_REQUIREMENT A_: In the blog post on Raymond Williams and culture, turn the paragraph that begins "The first important such theory" into a short list that keeps its main facts.
_REQUIREMENT B_:
Using the blog post on Raymond Williams and culture, say whether each statement agrees with it. Answer yes or no, and quote the deciding words.
(i) Mulhern's piece appeared in the Jan-Feb 2009 edition of New Left Review.
(ii) Mulhern holds that the concept of class is what makes Williams' theory persistently compelling.
(iii) The Birmingham School valorized high culture as the most important social expression.
_REQUIREMENT C_: Carry on the blog post on Raymond Williams and culture from its last sentence.

U.S. Intellectual History Blog

What is Culture? Raymond Williams and the Cultural Theory of “Customary Difference”


What is culture? This is a persistent historical problem. All historians, especially cultural historians, hold a theory about culture, stated or not. This is also an intellectual historical problem in that, whereas culture is constantly theorized, perhaps over-theorized—every modern mode of thought involves a cultural theory—rarely are the origins and trajectory of the word “culture” studied historically.

In the most recent edition of New Left Review (Jan-Feb 2009), Francis Mulhern considers these problems by way of a retrospective glance at Raymond Williams’ famous work, Culture and Society (1961).

Mulhern argues that Williams’ theory of culture, Marxist in its emphasis on class formation, has stood the test of time. “For all that has changed,” Mulhern writes, “the capitalist ordering of social life has not changed.” That said, the concept of class is not what makes the theory persistently compelling. Rather, that Williams (somewhat surprisingly) uses Edmund Burke’s notion of national “continuity” as his initial departure is what allows his work to transcend some of the more influential theories of culture that have proliferated in twentieth-century western thought.

The first important such theory, according to Mulhern, is literary criticism, which has worn a number of political masks, from the conservatism of New Humanism to the Marxism of the Frankfurt School. This mode of analysis understands culture as “high,” as standing above the barbarous, unrefined masses, as a true expression of the best a society has to offer, usually thought to be rooted in the universal. The second is that of “Cultural Studies” proper, centered on the Birmingham School in England, which valorized popular culture as the most important social expression. Birmingham theorists such as Stuart Hall imbued popular culture with political meaning, sometimes repressive, but often, counter-intuitively, subversive or transgressive.

(Excerpts from a detection dataset)
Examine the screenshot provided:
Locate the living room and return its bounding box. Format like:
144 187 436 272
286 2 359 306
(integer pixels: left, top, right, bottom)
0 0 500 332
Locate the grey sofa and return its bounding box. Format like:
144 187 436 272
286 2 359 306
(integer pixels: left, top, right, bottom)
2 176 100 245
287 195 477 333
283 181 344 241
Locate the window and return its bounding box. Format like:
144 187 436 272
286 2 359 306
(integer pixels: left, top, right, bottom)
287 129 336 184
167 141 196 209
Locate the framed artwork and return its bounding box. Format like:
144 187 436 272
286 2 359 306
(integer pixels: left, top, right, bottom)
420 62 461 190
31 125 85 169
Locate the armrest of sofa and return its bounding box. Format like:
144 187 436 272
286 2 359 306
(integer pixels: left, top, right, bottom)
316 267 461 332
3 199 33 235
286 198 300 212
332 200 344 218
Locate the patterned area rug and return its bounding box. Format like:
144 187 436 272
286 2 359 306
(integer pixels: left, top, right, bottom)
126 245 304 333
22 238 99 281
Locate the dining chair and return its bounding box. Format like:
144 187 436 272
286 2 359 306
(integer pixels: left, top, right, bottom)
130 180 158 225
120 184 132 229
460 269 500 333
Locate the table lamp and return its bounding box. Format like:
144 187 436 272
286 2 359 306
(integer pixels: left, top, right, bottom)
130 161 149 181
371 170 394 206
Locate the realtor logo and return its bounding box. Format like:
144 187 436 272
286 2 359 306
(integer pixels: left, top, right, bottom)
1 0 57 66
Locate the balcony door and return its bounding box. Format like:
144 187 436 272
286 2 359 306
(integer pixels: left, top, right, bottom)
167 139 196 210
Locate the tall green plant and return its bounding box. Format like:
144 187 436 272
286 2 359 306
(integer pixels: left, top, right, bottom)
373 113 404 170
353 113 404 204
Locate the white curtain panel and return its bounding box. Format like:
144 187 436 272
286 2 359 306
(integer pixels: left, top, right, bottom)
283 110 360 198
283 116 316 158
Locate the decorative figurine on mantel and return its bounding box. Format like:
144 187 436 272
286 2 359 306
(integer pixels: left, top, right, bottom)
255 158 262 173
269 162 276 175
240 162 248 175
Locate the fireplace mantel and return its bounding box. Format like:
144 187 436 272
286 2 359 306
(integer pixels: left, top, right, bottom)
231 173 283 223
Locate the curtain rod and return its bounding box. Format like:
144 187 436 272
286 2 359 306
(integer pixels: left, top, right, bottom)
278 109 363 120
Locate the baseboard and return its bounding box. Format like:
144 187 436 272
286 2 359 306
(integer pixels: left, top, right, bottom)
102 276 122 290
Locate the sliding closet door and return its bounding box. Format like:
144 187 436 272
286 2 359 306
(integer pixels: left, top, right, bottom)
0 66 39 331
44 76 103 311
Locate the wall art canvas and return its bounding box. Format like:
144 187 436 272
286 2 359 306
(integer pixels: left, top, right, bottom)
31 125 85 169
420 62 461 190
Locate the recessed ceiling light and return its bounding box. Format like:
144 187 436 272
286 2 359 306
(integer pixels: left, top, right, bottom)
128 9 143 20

_REPLY A_:
- Mulhern names literary criticism as the first important theory of culture. It has worn political masks ranging from New Humanist conservatism to Frankfurt School Marxism.
- Literary criticism treats culture as "high": above the unrefined masses, the best a society offers, usually rooted in the universal.
- The second theory is Cultural Studies, centered on England's Birmingham School, which valorized popular culture as the most important social expression.
- Birmingham theorists such as Stuart Hall gave popular culture political meaning. That meaning was sometimes repressive but often subversive or transgressive.

_REPLY B_:
(i) Yes: "In the most recent edition of New Left Review (Jan-Feb 2009), Francis Mulhern considers these problems"
(ii) No: "the concept of class is not what makes the theory persistently compelling."
(iii) No: "which valorized popular culture as the most important social expression."

_REPLY C_:
In contrast to these two important theories of culture, Williams conceived of culture, taking his cue from Burke, as “customary difference”: Our culture is that which we are accustomed to and that which others are not. Mulhern explains that “both parameters [‘custom’ and ‘difference’] are essential: custom, or anything understood as custom, takes precedence over other modes of social validation, and its currency is difference. Thus, culture is what differentiates a collectivity in the mode of self-validating direct inheritance—whose value, in return, is precisely that it binds the collectivity in difference.” Mulhern goes on to argue that, rather than acting as a dialectic synthesis of the literary criticism and Cultural Studies iterations of culture, both formulations extend from “customary difference.” Mulhern writes:

“Culture as customary difference is not, in any final respect, a third variety, to be listed along with the high, minoritarian reserves defended by cultural criticism, and the popular forms and practices valorized by Cultural Studies. It exhibits essential features of both. It is a form of assertion of the cultural principle that is normative, at least for the particular collective it identifies—how ‘we’ really, properly are—and in some cases makes universal claims, as in the spotlit instance of purist Islam. At the same time, it is popular, more or less, in its human resources and appeal, understood as a necessary defence against the encroachments of the encircling, overweening other, which takes many forms: racism and bigotry, but also liberalism, modernity, Godlessness, materialism, selfishness, immorality, Americanization and so on. And if the discourse of culture as customary difference thus combines features of the two, this is not because it embodies a kind of dialectical resolution. On the contrary, it is because culture in this sense is the first form, the matrix from which the familiar varieties of cultural criticism (and, indirectly, cultural studies) emerged.”

So much for locating Williams in the intellectual history of cultural theory: How does this concept of customary difference help to explain contemporary history? Mulhern explains it relative to twin responses to modern life: multiculturalism and traditionalism. With regard to the former, although Mulhern reiterates the standard Marxist critique of multiculturalism—that it only opens up freedom and opportunity within the narrow, prescriptive framework of liberal capitalism—he uses the notion of customary difference to critique multiculturalism on more standard liberal grounds. That is, because the state has made multiculturalism official policy (here he is referencing Britain, but this also works in the context of the United States), it has focused attention on customary difference like never before, thus hardening cultural stereotypes. This has especially been true of the large Muslim immigrant population in Britain.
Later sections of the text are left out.